▸ **Data for this task**
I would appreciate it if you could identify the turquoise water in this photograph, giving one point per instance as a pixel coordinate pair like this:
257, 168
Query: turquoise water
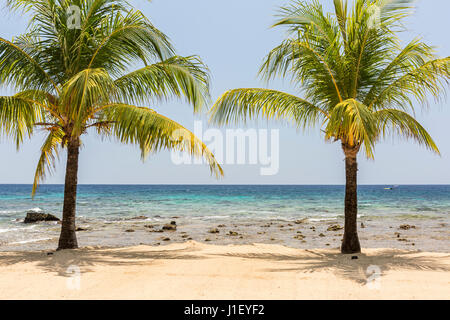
194, 204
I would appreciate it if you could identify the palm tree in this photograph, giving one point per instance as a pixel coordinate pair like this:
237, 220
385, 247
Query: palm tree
359, 83
76, 80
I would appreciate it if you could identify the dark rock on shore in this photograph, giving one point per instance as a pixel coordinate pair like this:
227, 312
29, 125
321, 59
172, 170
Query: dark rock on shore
406, 227
139, 218
172, 226
35, 216
335, 227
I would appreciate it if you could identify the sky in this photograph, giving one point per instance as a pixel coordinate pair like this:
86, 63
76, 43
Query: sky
232, 37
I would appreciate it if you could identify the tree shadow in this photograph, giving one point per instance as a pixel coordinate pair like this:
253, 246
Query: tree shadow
60, 262
344, 266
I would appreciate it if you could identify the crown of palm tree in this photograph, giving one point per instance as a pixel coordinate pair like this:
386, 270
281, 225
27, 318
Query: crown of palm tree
359, 83
71, 79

▸ **Exercise goal**
Write every entry out again exactly, dropping the pictures.

▸ **Solution for this exercise**
I would appreciate it if you could identify the turquoise water in this photograph, giving one point per instance as a pixel coordinate pair like this:
257, 168
Query: turquoise water
194, 204
I would appreciate it if you could identify the palm tree in this photograph, giving one point per instance as a pixel coordinate pair like this:
237, 220
385, 247
Query: palm tree
359, 83
76, 80
I would appreciate it if you could identify the dark rock on shore in this photograph, giving one point per instance as a pixel coordinate pair like this:
227, 312
29, 125
321, 59
172, 170
Query: dark rock on shore
406, 227
139, 218
172, 226
35, 216
335, 227
I would appreciate it if you could identify the sky in this photograph, giving one point per instance as a pixel coordinate pair like this:
86, 63
76, 43
Query: sky
232, 37
I would appreciate it if you could identify the tree shadow in this photograph, giving one point per instance as a pixel coordinate pair like this:
253, 246
Query: tree shadow
60, 262
344, 266
I would appreciate it if you could identify the crown of palm tree in this photograph, giving one point per instance as a pixel coordinate pair like this:
386, 270
281, 225
27, 318
Query: crown of palm tree
359, 83
71, 79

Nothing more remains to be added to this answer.